What the math smarty pants guy (his name was Agner Krarup Erlang) (serious, check the link in a few words) came up with is what is known as the Erlang-B and Erlang-C formulas. They are a couple of nasty formulas, as pictured below, that I one hundred percent don’t understand. Basically, what it predicts is the optimal number of resources actually needed under normal conditions to provide service in a random access medium. (I think.)
Erlang B Formula aka Erlang Loss Formula
Erlang C Formula aka Erlang Probability Formula
Look, any mathematical calculations that uses “birth rate” as part of the calculations I am not even going to attempt. You think I’m joking? Click on the link for the formulas and look it up. It’s there. Some crazy icon in the pictures above is a reference to birth rate. I’m not even going to try.
OK, back on track.
At the heart of this is the idea that not everyone will require access to the service at the exact same time, but if they do, someone will have to queue, or wait, until the resource becomes available. What they also figured out was that this concept and formula were not only useful in telephony systems, but in any system that needs to understand load when the demand from users is random.
Sounds pretty familiar, doesn’t it?
In More Recent Times
So where this formula breaks down is in the event of what is termed “re-entrant traffic“. When this happens it’s called a “high-loss system” where congestion leads to more congestion. For example, if a TV show provides a number for users to call for a short period of time at a specific time. If the phone provider doesn’t anticipate this demand, and viewers start to call the same number over and over again, it will crash the system until the demand goes away and service can be restored. In a Wi-Fi environment, I equate this to an instructor in a classroom standing up and saying “go watch this video on the count of three. Ready? 1-2-3 Go!”
In one heated debate I had with a really smart RF guy, he pointed out that it specifically states that Erlang’s models doesn’t apply to “circuits carrying data traffic.” He is correct, and I agree with him. CSMA/CD is a mechanism that anticipates that the demand for the medium (a switched, wired network) will always be there and can deal with peaks in demand. The basis of my argument is that Erlang’s model does apply to Wi-Fi because even though the payload is a data packet, Wi-Fi uses a radio transmitter and receiver. Two way radio uses Erlang’s formula to calculate needed resources in a radio system, the only difference is the payload is voice, and in newer systems, that voice that has been digitized.
In my mind, a radio is a radio.

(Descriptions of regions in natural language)
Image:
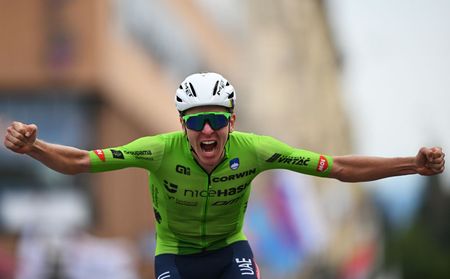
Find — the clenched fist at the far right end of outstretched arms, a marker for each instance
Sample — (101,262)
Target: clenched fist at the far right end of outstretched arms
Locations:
(430,161)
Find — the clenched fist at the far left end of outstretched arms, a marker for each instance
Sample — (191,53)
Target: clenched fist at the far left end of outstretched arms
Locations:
(20,137)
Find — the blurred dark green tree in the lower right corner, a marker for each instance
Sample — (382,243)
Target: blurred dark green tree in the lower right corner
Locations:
(423,249)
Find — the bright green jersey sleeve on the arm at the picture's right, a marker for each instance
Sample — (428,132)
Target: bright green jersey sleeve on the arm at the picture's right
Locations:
(274,154)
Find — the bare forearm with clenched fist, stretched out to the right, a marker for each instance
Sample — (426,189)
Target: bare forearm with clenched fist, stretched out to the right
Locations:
(428,161)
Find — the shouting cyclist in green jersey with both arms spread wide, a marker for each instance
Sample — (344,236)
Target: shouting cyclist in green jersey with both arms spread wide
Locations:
(200,177)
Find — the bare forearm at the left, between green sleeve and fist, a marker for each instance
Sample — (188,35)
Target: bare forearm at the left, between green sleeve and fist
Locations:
(64,159)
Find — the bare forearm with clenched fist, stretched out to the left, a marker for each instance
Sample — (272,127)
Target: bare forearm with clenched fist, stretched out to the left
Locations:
(22,138)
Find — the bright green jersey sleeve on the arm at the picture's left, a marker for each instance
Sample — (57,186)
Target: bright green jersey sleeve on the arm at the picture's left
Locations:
(143,153)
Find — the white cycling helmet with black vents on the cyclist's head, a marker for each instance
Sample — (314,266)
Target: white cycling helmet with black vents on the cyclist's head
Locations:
(205,89)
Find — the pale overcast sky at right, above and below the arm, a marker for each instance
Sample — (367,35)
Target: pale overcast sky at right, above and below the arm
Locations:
(396,79)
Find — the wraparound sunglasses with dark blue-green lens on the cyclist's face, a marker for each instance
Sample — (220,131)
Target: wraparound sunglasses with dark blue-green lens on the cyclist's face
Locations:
(217,120)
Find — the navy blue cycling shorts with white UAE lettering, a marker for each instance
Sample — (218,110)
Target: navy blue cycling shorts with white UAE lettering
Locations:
(232,262)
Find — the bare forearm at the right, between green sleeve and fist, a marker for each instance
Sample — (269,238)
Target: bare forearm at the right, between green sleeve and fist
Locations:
(366,168)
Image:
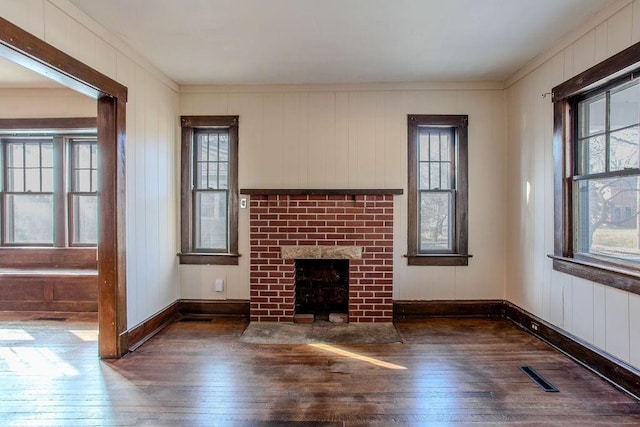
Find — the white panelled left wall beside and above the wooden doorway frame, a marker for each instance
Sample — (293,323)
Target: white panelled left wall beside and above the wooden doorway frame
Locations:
(152,111)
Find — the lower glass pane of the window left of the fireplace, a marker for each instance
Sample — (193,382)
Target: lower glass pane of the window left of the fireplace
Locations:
(210,220)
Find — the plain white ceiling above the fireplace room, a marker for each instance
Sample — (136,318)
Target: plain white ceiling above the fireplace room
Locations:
(339,41)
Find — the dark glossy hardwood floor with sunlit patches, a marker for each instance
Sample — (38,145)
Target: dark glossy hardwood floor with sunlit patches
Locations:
(448,372)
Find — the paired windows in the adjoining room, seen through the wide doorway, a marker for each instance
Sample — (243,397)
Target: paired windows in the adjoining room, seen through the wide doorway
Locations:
(36,184)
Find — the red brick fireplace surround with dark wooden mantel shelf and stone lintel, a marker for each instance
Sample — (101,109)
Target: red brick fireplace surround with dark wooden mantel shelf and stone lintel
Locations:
(356,225)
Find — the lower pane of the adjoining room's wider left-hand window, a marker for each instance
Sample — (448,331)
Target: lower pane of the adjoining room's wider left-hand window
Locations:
(29,219)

→ WORK INSTRUCTION 1
According to the passage about Erlang's formulas and Wi-Fi, what kind of traffic causes the formula to break down?
→ WORK INSTRUCTION 2
Write the next part of the passage about Erlang's formulas and Wi-Fi, starting after its final sentence.

→ ANSWER SPACE 1
Re-entrant traffic.

→ ANSWER SPACE 2
Just like everything with 802.11, it depends is a response to pretty much any question. In my example above of an instructor in a classroom telling everyone to watch a video at the same time, that demand can be anticipated ahead of time, and the folks that work in K-12 or EDU have a good idea of what the demand for a given space is going to be by counting chairs, assuming that as some point the instructor is going to tell everyone to go watch a video, and make their calculations from there. For environments like that, over-subscription isn’t something you even consider. It’s still good to understand the concept because there are spaces on campus where there isn’t an instructor giving the “go” signal, so access to the medium in that space is now randomized.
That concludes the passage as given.